Exercise set →
A: In the interview, how long did Devadevan work for Indian Railways before returning to his studies?
B: Reproduce the interview word for word, starting with "Even within that, numerous" and going on through "been adequately documented.".

Document section →
-- Start --
In JNU, learning happens outside classrooms, says Infosys Prize winner
Rajaram Sukumar | January 13, 2020 | 11:44 AM IST
Manu V. Devadevan wears many hats. He is a poet, a historian and a political theorist. Although his published works are in Kannada and English, he is equally at ease in Tamil, Telugu, Sanskrit, Odiya and his mother tongue, Malayalam.
A teacher of history at the Indian Institute of Technology-Mandi, Devadevan won the Infosys Prize 2019 for humanities. It was awarded to him for his study of pre-modern South India and his book, A Prehistory of Hinduism . The citation says it “offers a powerful and refreshing new approach to the study of the cultural history of India, based on his profound knowledge of sources in multiple languages”. For Devadevan, the prize is “a great honour ...that also becomes a great burden” as he “must live up to it”. At IIT Mandi, he shares his interests mainly with the research scholars, he told Careers360.
You hail from Kerala, but grew up and studied in Bengaluru. Was language ever a problem?
Language was never really a problem, especially in a city like Bengaluru. I grew up in the 1980s when the city was expanding in terms of geography and the software industry. We had neighbours from Tamil Nadu, Andhra Pradesh, Kerala and so on. In that atmosphere, acquiring a new language was not a problem.
Is that how you came to write poetry in Kannada?
Yes, I would agree with that.
In school, were you one of the brightest in class or a backbencher?
(Laughs) I would say somewhere in between. Although I did sit on the backbench, I was decent in studies. Sometimes I would be somewhere near the fourth rank.
But you didn’t go to college and took up a job instead.
We had some financial problems at that time and my parents could not support my studies. So, I picked up a job in Indian Railways for about five years. In the meantime, the situation improved and I could get back to studies.
You were an avid traveller. Did that influence your academic work in any way?
It did. As an employee of the Railways, I got a free pass and frequently travelled to the nearby tourist locations - Bijapur, Golkonda, Bidar, Hampi. The constant travelling to these places nurtured my interest in history. Even now, I travel. As a student of history, travel is important to understand the livelihood patterns in a given geography, the geography itself, soil conditions, what economic activity is possible there, the river patterns and drainage patterns and so on.
You are a poet, historian and political theorist. Do these roles make a symbiotic whole?
I don’t intend to compartmentalise. The core concerns I have tried to explore in my historical research are more or less the same when it comes to political issues. Once you commit yourself to progressive politics, it becomes part of your political consciousness and activity. It complements the political comments that I make, which, in turn, complements the poetry that I write.
T aking off from there, what is your 2016 book, A Prehistory of Hinduism about?
I begin with 1000 AD and come down to 1800 AD with a few comments on subsequent periods. I tried to understand the processes of change that are constantly happening. This is not generally done because we try to compartmentalise the pre-British, pre-colonial period from the colonial times or modern times. We tend to believe that life somehow was different from what life is now. This is true but there is also no point in treating the whole of the pre-British period as a single academic block, or as a single temporal block or historical block.
Even within that, numerous changes were happening – in political preferences, in the forms of economy, trade and agriculture and as some subaltern groups became mainstream. Their influences on religion have not been adequately documented.
-- End --
Data shown →
-- Start --
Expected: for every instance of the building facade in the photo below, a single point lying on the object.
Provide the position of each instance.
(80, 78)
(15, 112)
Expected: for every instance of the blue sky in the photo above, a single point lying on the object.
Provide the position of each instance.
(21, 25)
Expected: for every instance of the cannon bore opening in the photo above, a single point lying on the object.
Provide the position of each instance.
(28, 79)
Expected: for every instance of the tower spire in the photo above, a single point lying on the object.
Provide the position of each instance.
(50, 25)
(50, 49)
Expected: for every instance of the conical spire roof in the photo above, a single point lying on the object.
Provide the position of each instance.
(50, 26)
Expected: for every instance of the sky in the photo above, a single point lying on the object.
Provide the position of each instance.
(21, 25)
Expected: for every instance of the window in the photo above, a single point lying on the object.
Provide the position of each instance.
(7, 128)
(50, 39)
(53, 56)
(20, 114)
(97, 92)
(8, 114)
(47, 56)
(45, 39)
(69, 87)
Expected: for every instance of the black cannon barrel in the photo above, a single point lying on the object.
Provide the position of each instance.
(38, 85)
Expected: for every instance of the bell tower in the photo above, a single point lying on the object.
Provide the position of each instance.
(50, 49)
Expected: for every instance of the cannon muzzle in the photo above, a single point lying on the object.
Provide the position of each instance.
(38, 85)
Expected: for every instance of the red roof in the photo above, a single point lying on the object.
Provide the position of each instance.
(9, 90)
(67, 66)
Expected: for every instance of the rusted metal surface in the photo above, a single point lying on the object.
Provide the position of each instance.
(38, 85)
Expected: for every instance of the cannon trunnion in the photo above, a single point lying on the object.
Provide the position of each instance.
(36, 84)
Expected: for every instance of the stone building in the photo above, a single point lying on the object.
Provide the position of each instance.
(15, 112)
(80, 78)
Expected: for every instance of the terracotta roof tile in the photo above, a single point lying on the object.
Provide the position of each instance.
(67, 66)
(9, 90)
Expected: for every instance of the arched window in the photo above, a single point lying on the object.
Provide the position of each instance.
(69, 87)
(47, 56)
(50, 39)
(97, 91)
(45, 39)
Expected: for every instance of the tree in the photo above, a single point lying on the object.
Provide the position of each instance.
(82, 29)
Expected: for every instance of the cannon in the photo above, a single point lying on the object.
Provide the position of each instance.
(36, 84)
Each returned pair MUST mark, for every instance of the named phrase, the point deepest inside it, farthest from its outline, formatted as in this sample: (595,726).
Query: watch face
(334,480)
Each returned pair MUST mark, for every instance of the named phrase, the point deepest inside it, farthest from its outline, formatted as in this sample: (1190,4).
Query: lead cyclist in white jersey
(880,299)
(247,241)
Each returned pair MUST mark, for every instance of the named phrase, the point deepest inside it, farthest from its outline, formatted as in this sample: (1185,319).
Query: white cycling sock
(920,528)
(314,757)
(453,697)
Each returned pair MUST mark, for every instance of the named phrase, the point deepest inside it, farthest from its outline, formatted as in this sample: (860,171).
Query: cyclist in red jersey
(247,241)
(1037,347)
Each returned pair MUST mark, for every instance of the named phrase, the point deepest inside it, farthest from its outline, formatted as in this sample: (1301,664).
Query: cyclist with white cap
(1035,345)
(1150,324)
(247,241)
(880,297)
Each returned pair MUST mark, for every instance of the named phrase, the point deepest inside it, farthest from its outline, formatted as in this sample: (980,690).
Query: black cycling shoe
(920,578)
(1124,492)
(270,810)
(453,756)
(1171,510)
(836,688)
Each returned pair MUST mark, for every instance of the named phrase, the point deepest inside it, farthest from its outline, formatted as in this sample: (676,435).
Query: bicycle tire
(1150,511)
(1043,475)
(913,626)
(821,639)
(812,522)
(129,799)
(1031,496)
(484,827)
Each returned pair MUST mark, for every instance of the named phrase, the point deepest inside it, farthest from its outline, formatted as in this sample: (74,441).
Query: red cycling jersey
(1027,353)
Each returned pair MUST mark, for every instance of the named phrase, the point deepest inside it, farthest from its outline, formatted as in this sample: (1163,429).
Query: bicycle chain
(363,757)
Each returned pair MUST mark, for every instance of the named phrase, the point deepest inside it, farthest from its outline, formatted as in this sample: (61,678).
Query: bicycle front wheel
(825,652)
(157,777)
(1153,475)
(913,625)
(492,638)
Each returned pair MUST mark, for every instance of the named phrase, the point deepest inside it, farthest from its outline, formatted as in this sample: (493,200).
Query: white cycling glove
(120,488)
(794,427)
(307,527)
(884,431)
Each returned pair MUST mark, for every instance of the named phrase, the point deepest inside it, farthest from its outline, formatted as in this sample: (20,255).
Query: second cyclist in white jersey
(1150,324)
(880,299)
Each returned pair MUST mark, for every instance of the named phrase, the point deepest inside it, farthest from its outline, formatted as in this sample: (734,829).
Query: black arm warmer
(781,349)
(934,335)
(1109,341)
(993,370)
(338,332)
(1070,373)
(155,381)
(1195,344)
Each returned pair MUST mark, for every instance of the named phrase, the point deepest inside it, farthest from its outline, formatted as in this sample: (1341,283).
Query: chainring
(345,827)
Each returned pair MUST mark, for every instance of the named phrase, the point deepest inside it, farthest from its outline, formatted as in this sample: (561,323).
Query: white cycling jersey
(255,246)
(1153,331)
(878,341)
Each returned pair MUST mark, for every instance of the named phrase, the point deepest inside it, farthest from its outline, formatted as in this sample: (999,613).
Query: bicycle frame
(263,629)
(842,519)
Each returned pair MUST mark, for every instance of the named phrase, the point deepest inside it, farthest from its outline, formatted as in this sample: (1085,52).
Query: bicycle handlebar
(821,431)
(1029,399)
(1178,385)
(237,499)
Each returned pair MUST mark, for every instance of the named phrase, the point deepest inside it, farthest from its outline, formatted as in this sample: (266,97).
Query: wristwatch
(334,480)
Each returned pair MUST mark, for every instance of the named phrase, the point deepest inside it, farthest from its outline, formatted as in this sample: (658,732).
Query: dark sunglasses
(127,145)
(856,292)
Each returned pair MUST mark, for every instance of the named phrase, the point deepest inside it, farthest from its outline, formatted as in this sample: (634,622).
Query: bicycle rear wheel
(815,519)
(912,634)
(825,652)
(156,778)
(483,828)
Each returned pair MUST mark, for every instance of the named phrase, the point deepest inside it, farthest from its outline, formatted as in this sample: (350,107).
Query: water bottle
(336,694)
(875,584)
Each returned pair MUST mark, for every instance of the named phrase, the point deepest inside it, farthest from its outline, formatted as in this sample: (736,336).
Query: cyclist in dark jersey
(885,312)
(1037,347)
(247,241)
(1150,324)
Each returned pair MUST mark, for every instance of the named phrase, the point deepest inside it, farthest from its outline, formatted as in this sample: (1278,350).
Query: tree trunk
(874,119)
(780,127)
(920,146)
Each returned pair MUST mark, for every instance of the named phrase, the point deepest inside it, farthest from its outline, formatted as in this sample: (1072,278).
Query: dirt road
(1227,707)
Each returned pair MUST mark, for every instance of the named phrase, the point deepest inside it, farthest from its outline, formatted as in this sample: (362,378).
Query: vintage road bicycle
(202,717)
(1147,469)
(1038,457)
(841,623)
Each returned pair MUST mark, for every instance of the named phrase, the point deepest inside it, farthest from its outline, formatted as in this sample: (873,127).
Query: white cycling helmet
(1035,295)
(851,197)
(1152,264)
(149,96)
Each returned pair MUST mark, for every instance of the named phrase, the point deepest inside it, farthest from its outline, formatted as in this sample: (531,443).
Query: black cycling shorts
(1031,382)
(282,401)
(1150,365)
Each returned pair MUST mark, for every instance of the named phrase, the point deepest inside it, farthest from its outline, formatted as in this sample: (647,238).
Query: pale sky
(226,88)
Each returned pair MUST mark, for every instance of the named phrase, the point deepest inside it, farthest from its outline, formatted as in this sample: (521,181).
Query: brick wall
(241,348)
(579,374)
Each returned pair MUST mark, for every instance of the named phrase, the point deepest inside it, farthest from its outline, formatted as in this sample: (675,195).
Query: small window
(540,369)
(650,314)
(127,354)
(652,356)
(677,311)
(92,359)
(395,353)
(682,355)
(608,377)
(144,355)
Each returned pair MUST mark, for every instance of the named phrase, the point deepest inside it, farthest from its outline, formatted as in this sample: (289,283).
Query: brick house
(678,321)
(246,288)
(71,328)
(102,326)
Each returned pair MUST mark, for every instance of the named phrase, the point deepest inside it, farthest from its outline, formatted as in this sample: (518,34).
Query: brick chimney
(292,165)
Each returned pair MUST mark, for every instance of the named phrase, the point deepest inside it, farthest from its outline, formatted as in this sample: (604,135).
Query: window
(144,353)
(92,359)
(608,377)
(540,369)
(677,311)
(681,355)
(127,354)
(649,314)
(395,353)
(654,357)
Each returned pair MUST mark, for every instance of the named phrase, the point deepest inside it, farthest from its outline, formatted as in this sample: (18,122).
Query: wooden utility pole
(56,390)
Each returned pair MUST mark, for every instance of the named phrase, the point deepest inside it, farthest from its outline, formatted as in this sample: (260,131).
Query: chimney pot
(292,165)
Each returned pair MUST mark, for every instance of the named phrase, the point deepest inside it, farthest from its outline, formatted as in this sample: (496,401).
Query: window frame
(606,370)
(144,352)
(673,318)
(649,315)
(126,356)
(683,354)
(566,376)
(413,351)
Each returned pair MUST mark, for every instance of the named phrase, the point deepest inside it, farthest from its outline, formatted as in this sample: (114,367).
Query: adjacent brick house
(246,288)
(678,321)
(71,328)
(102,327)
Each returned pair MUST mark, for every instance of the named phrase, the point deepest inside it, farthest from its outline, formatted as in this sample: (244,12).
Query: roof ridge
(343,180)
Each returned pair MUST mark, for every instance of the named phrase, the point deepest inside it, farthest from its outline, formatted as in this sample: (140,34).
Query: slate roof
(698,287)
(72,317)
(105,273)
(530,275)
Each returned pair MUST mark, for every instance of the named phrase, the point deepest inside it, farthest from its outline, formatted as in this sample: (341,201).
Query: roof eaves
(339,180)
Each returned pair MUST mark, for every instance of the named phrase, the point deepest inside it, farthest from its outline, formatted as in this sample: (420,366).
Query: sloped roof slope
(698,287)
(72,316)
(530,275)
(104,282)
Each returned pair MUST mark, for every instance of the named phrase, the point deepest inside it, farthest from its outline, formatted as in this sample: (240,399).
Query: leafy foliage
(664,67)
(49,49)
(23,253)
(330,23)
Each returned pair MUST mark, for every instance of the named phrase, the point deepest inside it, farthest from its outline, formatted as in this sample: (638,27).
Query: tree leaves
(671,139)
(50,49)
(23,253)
-- End --
Responses →
A: About five years.

B:
Even within that, numerous changes were happening – in political preferences, in the forms of economy, trade and agriculture and as some subaltern groups became mainstream. Their influences on religion have not been adequately documented.